>> begin
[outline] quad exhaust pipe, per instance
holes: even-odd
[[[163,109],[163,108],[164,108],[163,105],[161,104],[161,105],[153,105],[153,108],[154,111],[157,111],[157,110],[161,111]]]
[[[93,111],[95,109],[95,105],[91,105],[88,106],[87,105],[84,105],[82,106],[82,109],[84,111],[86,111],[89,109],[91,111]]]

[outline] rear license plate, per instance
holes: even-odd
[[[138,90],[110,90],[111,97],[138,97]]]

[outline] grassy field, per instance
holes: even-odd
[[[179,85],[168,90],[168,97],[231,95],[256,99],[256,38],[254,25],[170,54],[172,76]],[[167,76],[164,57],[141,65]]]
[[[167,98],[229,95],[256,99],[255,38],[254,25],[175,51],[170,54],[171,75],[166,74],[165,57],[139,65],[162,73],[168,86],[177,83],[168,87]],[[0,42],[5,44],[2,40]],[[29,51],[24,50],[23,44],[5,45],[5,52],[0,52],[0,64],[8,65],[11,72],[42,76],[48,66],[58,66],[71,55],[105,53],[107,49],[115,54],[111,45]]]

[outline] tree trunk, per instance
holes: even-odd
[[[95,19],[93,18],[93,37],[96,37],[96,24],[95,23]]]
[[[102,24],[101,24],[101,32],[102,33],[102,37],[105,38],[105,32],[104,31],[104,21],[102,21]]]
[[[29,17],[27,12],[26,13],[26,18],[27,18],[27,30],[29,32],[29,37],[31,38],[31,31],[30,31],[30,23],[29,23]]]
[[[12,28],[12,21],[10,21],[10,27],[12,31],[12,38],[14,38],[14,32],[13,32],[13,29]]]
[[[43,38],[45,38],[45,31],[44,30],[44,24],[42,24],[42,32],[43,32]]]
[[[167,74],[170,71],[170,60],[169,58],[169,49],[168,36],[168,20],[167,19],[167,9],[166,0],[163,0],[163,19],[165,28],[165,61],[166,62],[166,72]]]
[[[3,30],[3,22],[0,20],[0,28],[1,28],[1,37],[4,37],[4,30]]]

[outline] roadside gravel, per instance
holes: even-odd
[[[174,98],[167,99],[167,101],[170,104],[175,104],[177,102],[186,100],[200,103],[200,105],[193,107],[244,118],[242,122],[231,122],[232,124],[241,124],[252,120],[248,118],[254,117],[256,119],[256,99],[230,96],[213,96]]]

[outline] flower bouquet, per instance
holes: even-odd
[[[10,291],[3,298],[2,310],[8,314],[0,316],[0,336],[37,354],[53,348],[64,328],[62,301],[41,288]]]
>> end
The records above are to be repeated exactly, in their entirety.

* **ANSWER FOR THE TASK**
[outline] quad exhaust pipe, per instance
holes: even-odd
[[[163,109],[163,108],[164,108],[163,105],[161,104],[161,105],[153,105],[153,108],[154,111],[157,111],[157,110],[161,111]]]
[[[93,111],[95,109],[95,105],[91,105],[88,106],[87,105],[84,105],[82,106],[82,109],[84,111],[86,111],[89,109],[91,111]]]

[outline] rear license plate, per instance
holes: even-odd
[[[138,90],[110,90],[111,97],[138,97]]]

[outline] grassy field, per instance
holes: even-odd
[[[179,85],[168,90],[168,97],[231,95],[256,99],[256,38],[254,25],[170,54],[172,76]],[[167,76],[164,57],[141,65]]]
[[[167,98],[229,95],[256,99],[255,38],[254,25],[175,51],[170,54],[171,75],[166,74],[165,57],[139,65],[162,73],[168,86],[177,83],[168,87]],[[0,42],[5,44],[2,40]],[[29,51],[24,50],[23,44],[5,45],[5,52],[0,52],[0,64],[8,65],[11,72],[42,76],[48,66],[58,66],[71,55],[105,53],[107,49],[115,54],[111,45]]]

[outline] tree trunk, per instance
holes: even-odd
[[[95,19],[93,18],[93,37],[96,37],[96,24],[95,23]]]
[[[102,24],[101,24],[101,32],[102,33],[102,37],[105,38],[105,32],[104,31],[104,21],[102,21]]]
[[[29,17],[27,12],[26,13],[26,18],[27,18],[27,30],[29,32],[29,37],[31,38],[31,31],[30,31],[30,23],[29,23]]]
[[[12,28],[12,21],[10,21],[10,27],[12,31],[12,38],[14,38],[14,32],[13,32],[13,29]]]
[[[43,38],[45,38],[45,31],[44,30],[44,24],[42,24],[42,32],[43,32]]]
[[[167,74],[170,71],[170,60],[169,58],[169,49],[168,36],[168,20],[167,19],[167,9],[166,0],[163,0],[163,19],[165,28],[165,61],[166,62],[166,72]]]
[[[3,30],[3,22],[0,20],[0,28],[1,28],[1,37],[4,37],[4,30]]]

[outline] roadside gravel, per instance
holes: even-odd
[[[174,98],[167,99],[167,101],[170,104],[175,104],[177,102],[186,100],[200,103],[200,105],[193,107],[244,118],[242,122],[231,122],[232,124],[241,124],[252,120],[248,118],[254,117],[256,119],[256,99],[230,96],[213,96]]]

[outline] flower bouquet, per instance
holes: even-odd
[[[10,291],[3,298],[2,310],[8,314],[0,316],[0,336],[37,354],[53,348],[64,328],[62,301],[41,288]]]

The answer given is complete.